Set task 1: According to the Coachella article, what is the minimum price of a three-day pass?

Extract:
Even in the best of times,
Coachella can be a heavy lift – long drive, perhaps longer lines and, if you do it right, extremely long days of careening between live music sets under the intense desert sun. Every year, North America’s largest music festival generates a round of buzz and scorn in near equal measure for good reason – the sky-high prices, the deluge of cringey social media boasts, the overwhelming vibes of influencer culture. Yet the faithful keep returning (and the agnostics keep tuning in online), forking over a minimum of $649 for a three-day pass or securing a brand deal to witness what continues to be the most expansive and comprehensive music slate in the country, a genuinely exciting mix of up-and-comers gunning for a breakout set and you-had-to-be there moments such as, say, the return of Justin Bieber …
While Bieberchella dominated much of the conversation on the ground this year – his low-key but sufficient Saturday headliner set drew perhaps the biggest crowd in festival history – Coachella 2026 offered plenty of range for those not interested in the comeback of the millennial icon. Coachella may be the one thing in American currently safe from actual inflation – there was no rise in ticket prices this year, though I have to imagine that, like last year, over half of attendees are on payment plans. But the inflation mindset prevails. Following its so-called flop era two years ago, when underwhelming headliner billing led to the slowest ticket sales in over a decade, the festival has returned to conversation-dominating form with a more is more approach: more international artists catering to more potential attendees; more infrastructure (a new underground movie theater, the Bunker, was tailor-made for Radiohead’s Kid A Mnesia audiovisual experience); more investment in an impressive livestream operation, as the festival continues its shift from in-person experience to global event/brand; more surprise DJ bookings – the xx’s Romy! John Summit! – that overflowed the EDM-heavy Do LaB.

And most importantly, at least for maintaining hype both online and off: more surprise guest spots baiting nostalgia or just straight-up headlines. David Guetta, whose Saturday night set pushed the cavernous Sahara tent beyond capacity, brought out JLo for her song Save Me Tonight. A day earlier, Katseye drew an even larger crowd – the biggest ever seen in the south-east corner, according to some longtime attendees – that spilled beyond the reach of the speakers, for a set that drew mixed reviews even from the faithful but raves for its inclusion of Kpop Demon Hunters’ Huntr/x. Earlier that day, soul singer Teddy Swims catered to millennial nostalgia by bringing out Joe Jonas and Vanessa Carlton. Lizzo showed out for Sexyy Red, Camila Cabello turned up for a remix of Havana with Young Thug, and Major Lazer’s Diplo introduced MIA to audible gasps for a raucous rendition of Paper Planes, the 2008 smash they co-produced.

Set task 2: How many lines of the records contain the word "patio"? Give only the number.

Data for this task:
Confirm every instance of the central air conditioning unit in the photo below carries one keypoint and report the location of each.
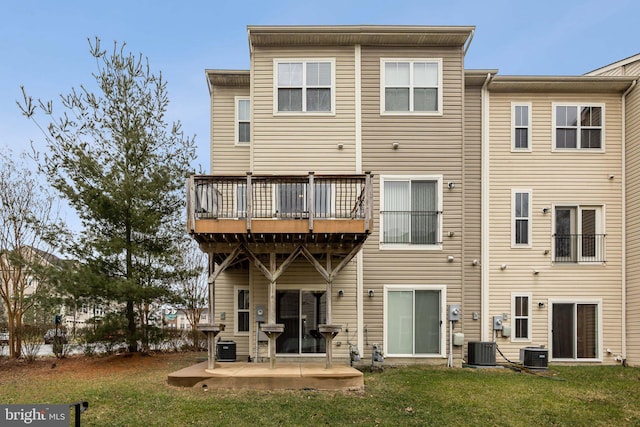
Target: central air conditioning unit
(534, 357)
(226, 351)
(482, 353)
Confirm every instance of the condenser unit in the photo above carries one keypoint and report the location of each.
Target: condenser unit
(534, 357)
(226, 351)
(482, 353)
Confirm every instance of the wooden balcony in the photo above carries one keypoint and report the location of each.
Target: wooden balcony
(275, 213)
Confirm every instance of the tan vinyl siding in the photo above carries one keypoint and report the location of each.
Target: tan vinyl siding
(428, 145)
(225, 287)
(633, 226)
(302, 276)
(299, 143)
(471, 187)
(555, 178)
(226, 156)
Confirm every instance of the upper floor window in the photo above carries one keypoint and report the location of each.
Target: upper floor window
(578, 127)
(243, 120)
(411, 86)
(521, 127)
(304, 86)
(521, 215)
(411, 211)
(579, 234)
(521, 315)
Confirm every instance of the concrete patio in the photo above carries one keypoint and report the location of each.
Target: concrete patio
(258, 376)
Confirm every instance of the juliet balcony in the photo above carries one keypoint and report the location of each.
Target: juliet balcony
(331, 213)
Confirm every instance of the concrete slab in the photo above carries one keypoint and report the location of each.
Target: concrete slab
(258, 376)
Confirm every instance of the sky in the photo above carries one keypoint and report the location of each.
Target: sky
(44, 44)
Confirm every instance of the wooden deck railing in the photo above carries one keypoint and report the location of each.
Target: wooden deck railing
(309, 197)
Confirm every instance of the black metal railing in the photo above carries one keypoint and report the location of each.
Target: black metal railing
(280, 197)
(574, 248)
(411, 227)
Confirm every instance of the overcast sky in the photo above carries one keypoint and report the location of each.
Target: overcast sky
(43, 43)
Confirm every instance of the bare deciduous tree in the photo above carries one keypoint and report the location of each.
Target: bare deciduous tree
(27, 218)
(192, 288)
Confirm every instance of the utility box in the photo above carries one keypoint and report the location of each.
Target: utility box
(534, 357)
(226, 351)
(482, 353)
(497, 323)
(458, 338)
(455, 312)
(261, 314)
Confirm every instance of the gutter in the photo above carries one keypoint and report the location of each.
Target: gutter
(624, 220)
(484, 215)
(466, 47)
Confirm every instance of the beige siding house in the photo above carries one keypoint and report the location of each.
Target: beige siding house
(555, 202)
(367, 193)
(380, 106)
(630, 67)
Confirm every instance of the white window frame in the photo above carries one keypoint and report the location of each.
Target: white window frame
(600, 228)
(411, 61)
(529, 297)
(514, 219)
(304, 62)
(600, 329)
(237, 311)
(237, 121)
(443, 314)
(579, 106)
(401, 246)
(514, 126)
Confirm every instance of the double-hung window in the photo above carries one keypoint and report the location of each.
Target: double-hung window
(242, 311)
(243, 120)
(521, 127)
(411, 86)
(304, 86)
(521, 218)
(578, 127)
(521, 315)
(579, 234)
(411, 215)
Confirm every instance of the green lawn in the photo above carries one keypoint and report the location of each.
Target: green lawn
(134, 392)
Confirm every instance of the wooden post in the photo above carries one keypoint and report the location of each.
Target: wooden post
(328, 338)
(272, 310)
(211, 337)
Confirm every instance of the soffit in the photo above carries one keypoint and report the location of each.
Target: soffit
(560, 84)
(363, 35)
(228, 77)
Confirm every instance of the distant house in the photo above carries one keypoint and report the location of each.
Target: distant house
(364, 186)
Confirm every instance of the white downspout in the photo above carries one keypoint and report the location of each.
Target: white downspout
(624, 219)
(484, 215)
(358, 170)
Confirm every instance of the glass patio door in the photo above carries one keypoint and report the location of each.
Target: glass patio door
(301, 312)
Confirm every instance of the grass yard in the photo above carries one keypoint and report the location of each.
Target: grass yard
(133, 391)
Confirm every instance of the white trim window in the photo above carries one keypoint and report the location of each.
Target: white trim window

Problem solution 1: $649

Problem solution 2: 4